Texto de lectura
···
Juan Diego Flórez es el epicentro de esta grabación (envolvente, pero con una plétora de prominentes ruidos), donde conciertos sin representación escénica fueron recogidos por Decca en tres días primaverales de 2008. El soberbio tenor ligero se ve obligado a ascender hasta los cielos de su tesitura (ojo, en un par de números se ha bajado su rol un semitono), con afinación impecable y rossiniana línea legato (L'espoir renaît), tal vez demasiado muscular para el rol. Más persuasiva teatralmente la soprano Ainhoa Garmendia, que frasea empática, ferviente, flexible y plena de estilo. Jesús López-Cobos conduce irregularmente al Coro y Orquesta Titular del Palacio Real, sucediéndose números dinámicos con otros donde los ataques en las cuerdas resultan cuasi románticos, los metales blandos, las danzas torpemente coreografiadas.
···
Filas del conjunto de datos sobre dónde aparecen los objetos
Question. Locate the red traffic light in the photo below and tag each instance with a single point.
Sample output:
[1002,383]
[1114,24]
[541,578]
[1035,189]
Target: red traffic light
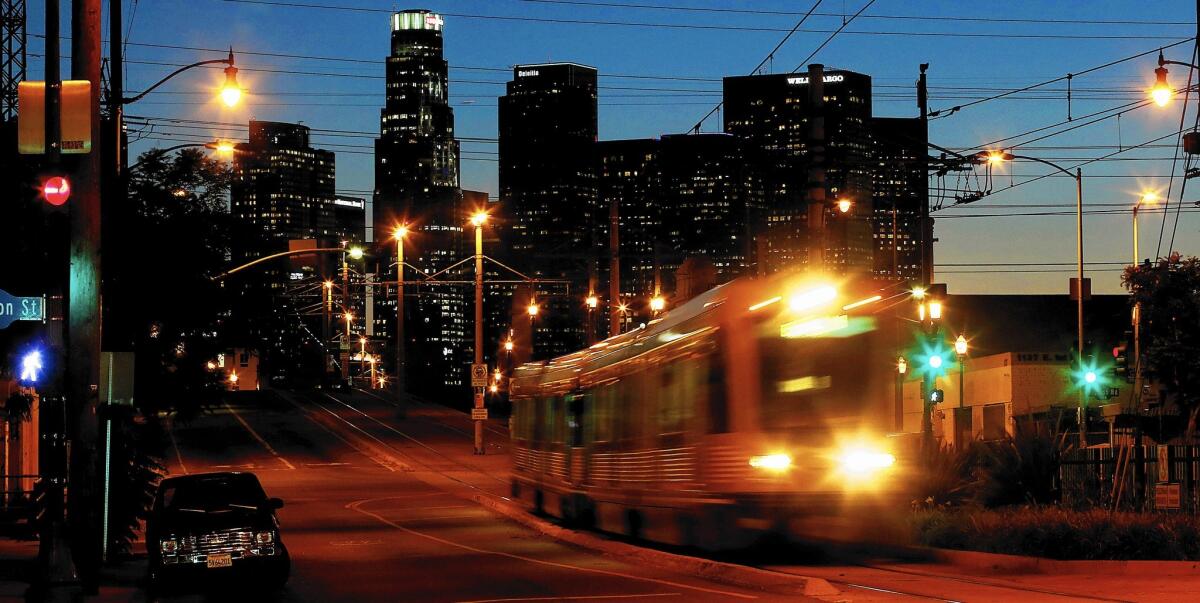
[57,190]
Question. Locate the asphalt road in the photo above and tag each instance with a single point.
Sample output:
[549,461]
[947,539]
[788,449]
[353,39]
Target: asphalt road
[377,507]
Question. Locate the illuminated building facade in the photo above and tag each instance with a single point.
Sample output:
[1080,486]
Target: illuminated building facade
[678,197]
[282,191]
[771,115]
[547,130]
[417,183]
[900,184]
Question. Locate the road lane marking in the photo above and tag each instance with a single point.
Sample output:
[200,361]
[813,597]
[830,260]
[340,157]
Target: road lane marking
[418,442]
[357,506]
[581,597]
[171,431]
[258,437]
[359,449]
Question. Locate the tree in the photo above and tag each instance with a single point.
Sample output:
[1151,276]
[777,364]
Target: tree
[1169,293]
[162,250]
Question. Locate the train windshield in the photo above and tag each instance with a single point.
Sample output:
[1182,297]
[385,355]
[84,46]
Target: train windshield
[814,382]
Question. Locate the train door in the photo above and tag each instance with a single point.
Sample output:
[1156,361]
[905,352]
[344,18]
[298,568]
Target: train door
[576,465]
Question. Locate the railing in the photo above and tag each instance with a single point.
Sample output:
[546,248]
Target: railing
[1129,477]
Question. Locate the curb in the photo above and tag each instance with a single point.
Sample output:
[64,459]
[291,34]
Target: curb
[715,571]
[1002,563]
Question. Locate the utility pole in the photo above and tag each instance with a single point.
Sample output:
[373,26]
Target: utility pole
[346,314]
[83,312]
[401,375]
[927,222]
[613,269]
[1079,300]
[479,326]
[117,96]
[57,569]
[816,191]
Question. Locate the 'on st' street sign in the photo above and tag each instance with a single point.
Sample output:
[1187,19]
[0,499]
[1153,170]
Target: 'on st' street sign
[15,308]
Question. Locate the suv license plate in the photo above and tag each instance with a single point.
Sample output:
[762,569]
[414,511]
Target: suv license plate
[220,560]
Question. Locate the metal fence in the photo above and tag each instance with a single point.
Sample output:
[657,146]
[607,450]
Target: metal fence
[1133,477]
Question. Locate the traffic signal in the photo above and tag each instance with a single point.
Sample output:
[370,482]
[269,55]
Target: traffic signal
[1091,377]
[1121,362]
[57,190]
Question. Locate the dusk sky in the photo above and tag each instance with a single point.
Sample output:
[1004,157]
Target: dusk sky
[682,53]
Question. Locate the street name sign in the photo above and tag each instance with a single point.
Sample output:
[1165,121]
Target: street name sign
[15,308]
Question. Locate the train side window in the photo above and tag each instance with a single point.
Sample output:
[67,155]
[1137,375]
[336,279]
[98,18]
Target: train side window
[718,407]
[603,412]
[575,419]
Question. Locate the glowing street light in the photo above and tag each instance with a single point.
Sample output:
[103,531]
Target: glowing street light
[225,148]
[1162,91]
[231,93]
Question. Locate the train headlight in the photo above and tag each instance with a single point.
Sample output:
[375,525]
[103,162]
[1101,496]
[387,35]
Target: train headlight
[864,461]
[778,461]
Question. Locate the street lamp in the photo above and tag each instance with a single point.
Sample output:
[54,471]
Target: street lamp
[994,157]
[400,234]
[1162,90]
[478,220]
[960,348]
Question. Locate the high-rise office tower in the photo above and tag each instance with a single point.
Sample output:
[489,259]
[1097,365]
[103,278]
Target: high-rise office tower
[708,201]
[771,115]
[629,174]
[678,198]
[547,126]
[282,190]
[417,184]
[900,183]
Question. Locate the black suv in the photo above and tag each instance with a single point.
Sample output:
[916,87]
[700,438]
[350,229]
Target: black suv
[215,524]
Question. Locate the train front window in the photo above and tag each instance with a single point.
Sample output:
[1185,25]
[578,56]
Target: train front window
[813,382]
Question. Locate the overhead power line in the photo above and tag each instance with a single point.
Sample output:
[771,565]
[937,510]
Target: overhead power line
[897,17]
[718,28]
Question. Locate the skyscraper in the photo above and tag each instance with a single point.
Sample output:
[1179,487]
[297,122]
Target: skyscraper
[629,174]
[547,126]
[417,184]
[282,191]
[900,185]
[679,197]
[771,114]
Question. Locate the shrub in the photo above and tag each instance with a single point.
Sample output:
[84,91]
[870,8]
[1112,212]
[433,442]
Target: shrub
[1021,469]
[1065,535]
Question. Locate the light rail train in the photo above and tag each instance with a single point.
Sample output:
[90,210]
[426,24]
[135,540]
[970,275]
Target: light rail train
[759,406]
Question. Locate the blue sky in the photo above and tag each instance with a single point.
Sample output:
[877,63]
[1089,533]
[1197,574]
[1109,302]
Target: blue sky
[966,64]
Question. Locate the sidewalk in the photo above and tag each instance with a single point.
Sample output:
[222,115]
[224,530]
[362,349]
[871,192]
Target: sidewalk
[18,567]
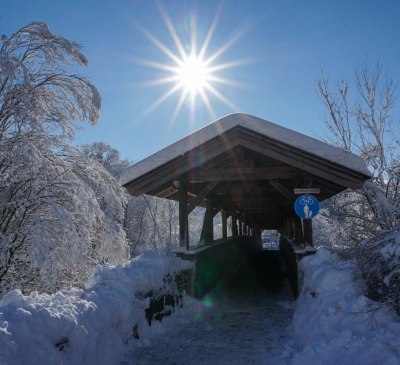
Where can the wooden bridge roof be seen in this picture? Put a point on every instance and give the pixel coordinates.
(247, 164)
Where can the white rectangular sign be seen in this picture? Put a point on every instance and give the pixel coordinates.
(306, 191)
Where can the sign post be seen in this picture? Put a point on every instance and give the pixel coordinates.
(307, 207)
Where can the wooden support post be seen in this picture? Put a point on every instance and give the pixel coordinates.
(307, 225)
(234, 225)
(207, 232)
(183, 216)
(224, 224)
(298, 231)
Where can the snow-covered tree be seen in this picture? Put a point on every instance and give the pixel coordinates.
(60, 214)
(361, 118)
(107, 156)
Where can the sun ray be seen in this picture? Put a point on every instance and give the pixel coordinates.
(207, 103)
(160, 100)
(160, 45)
(210, 33)
(180, 104)
(227, 45)
(172, 31)
(222, 98)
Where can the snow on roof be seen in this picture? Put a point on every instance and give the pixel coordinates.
(271, 130)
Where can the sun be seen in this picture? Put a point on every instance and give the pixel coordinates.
(191, 71)
(193, 75)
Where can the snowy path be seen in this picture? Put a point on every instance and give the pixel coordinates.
(243, 321)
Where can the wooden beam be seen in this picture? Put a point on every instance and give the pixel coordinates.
(224, 224)
(183, 216)
(308, 236)
(194, 202)
(244, 174)
(207, 231)
(282, 190)
(167, 192)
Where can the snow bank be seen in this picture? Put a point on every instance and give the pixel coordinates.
(87, 326)
(335, 324)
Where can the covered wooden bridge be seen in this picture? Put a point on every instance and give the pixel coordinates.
(248, 169)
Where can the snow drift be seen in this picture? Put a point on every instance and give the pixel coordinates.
(87, 326)
(335, 324)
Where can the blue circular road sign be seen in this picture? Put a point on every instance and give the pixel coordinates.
(306, 206)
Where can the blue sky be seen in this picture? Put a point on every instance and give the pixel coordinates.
(285, 45)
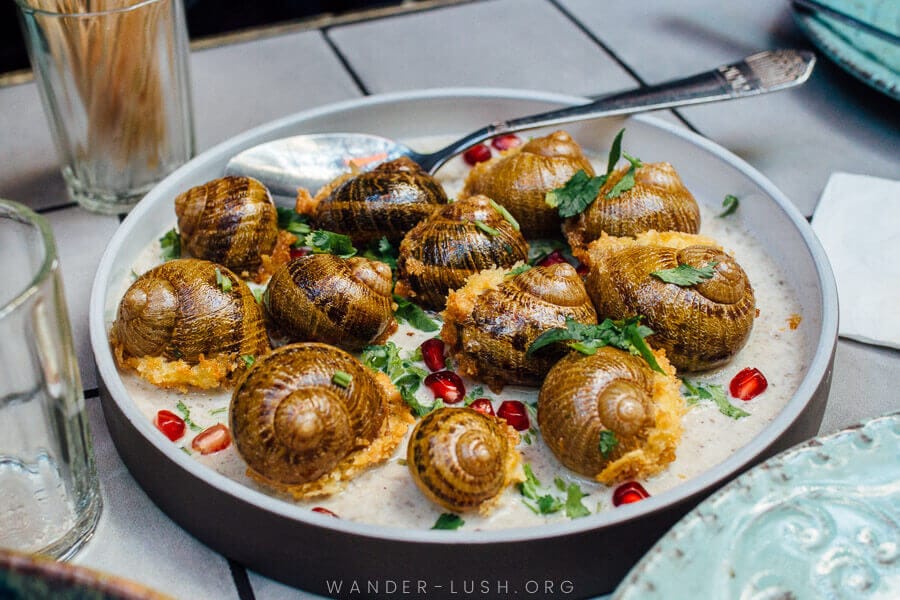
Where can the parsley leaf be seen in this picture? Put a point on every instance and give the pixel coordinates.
(328, 242)
(414, 315)
(171, 245)
(730, 204)
(697, 391)
(686, 275)
(449, 521)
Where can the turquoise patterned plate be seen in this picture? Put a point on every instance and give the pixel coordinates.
(821, 520)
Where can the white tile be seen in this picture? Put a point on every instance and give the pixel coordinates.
(81, 238)
(135, 540)
(797, 138)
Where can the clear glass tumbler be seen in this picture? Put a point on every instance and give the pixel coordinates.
(114, 81)
(49, 494)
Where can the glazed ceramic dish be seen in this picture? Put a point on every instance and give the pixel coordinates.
(589, 555)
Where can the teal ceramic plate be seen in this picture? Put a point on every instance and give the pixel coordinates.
(821, 520)
(873, 60)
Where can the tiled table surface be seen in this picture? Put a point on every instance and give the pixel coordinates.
(581, 47)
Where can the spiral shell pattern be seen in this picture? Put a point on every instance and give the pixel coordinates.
(231, 221)
(461, 459)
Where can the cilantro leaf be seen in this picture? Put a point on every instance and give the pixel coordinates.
(715, 393)
(328, 242)
(414, 315)
(171, 245)
(449, 521)
(686, 275)
(730, 204)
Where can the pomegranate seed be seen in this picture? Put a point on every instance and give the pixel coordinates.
(212, 439)
(628, 492)
(514, 413)
(484, 406)
(433, 354)
(477, 154)
(748, 384)
(554, 258)
(170, 424)
(505, 142)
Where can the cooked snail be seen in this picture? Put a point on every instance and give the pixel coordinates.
(303, 428)
(491, 322)
(325, 298)
(192, 311)
(386, 201)
(458, 240)
(700, 326)
(231, 221)
(461, 459)
(520, 178)
(659, 200)
(609, 416)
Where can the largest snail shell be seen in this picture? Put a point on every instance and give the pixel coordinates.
···
Problema planteado
Sigue escribiendo la reseña sobre la grabación de Juan Diego Flórez, empezando justo después de su última oración. Los registros no son necesarios para nada de lo que se pide.

Respuesta a la tarea
1859
A mediados del siglo XIX el Teatro Lírico de París pidió a Héctor Berlioz modernizar la obra para su reposición. Esta solución póstuma de compromiso cambia su estructura (y por tanto contradice e inmortaliza a Gluck) restaurando la línea vocal de Orfeo a su afinación original (para contralto o mezzosoprano), corrigiendo la orquestación y desechando las danzas parisinas. Desde 1859, en francés o retro-traducida al italiano y mezclada con retales del original, permaneció más de un siglo como la ópera más temprana del repertorio.

En su primer acercamiento a la revisión de Berlioz, John Eliot Gardiner (EMI, 1989) observa correcciones leves y recupera algunos números. La Orchestra of the Opéra de Lyon, apoyada por algunos instrumentos antiguos prestados para la ocasión (como los cornetti, ya arcaicos en 1762), inercia con sobriedad la obra de principio a fin con una selecta sonoridad, terrorífica en la representación del Hades. La deslumbrante mezzo Anne Sofie von Otter hace creíble su pena controlada, en sintonía con el concepto general de Gardiner (menos dramático que su lectura de 1762), masculina e invulnerable. Barbara Hendricks dispensa un contrapunto puro y delicado (Fortune ennemie). El limpio y estilizado coro Monteverdi, tan perfecto de entonación como siempre.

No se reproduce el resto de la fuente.